Extract to read:

Coding team tasks for the rest of spring, 2017

kdahlquist commented 7 years ago

Tasks for @trixr4kdz, @cazinge, and @jtorre39:

[x] create tests for LSE function #313 (priority 0)
[x] meet up with @bengfitzpatrick to look at #310, begin converting LSE to new data structure (priority 0.5)
[x] work on #311, converting existing test cases to the new data structure (priority 0.5)

Tasks for @kdahlquist:

[ ] #323, different results on different computers
[ ] review requested for 0% release #312, waiting on resolution of #323.

azinge commented 7 years ago

Update for week:

There's a draft for the 0% release (v1.6) for the current week up on GRNmap's releases page. Approval should be given during this week's meeting before we publish.
We've revised the draft and seen @kdahlquist's comments; upon @dondi and @bengfitzpatrick's review we will submit to the symposium.
We've partially reviewed the changes that we'll need to make in MSETest, as the file should be broken into multiple smaller unit tests from the large functional one that it is now. In theory, however, it's existing state should be able to be used as one large test just to ensure that LSE is working correctly; then we would iterate upon its tests and improve its quality after converting to the new structure. @bengfitzpatrick's feedback at this week's meeting would be appreciated. (Side note: runGRNstructSimulation does not seem like its being used, appearing within some commented out code. Should we remove the file and clean up the comments in callTests?)

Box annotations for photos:
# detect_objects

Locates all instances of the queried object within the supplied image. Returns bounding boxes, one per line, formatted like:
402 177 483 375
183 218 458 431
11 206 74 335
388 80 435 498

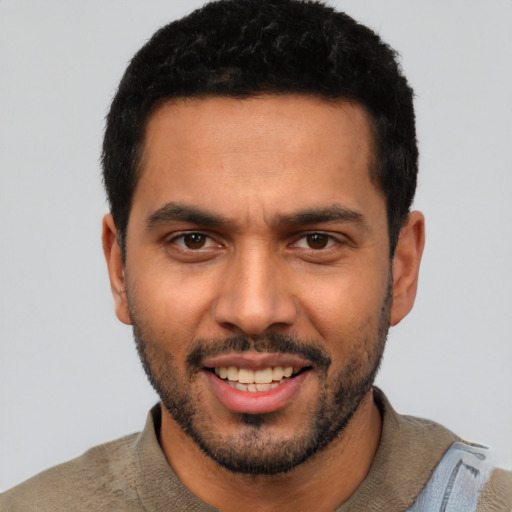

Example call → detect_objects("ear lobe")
390 212 425 325
101 213 131 325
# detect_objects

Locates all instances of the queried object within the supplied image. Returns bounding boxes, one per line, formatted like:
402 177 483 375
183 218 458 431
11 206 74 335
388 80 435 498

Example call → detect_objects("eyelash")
168 231 342 252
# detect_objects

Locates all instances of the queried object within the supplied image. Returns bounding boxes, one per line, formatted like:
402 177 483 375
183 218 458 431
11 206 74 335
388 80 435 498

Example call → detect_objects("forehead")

What to do:
Extend the GRNmap coding team task thread, picking up right after its final sentence. The data is not needed for anything here.

Reply:
dondi commented 7 years ago

Immediate priority is #301: remove strikeouts and make a final reading before submitting.

kdahlquist commented 7 years ago

I just want to record that MSE is not the same as LSE as discussed in the meeting.

It would be a good idea to review the Dahlquist et al. 2015 paper to understand the math behind the LSE.

trixr4kdz commented 7 years ago

For this week's session, we determined which variables need to be tested to ensure that the LSE function works as intended. From this, I've created templates for testing the lse and gLSE routines so that we only need to worry about figuring out what the expected values are for those routines.

kdahlquist commented 7 years ago

Task list has been updated for this week; see issue for updates.

trixr4kdz commented 7 years ago

For creating the LSE tests, see the comments on #313.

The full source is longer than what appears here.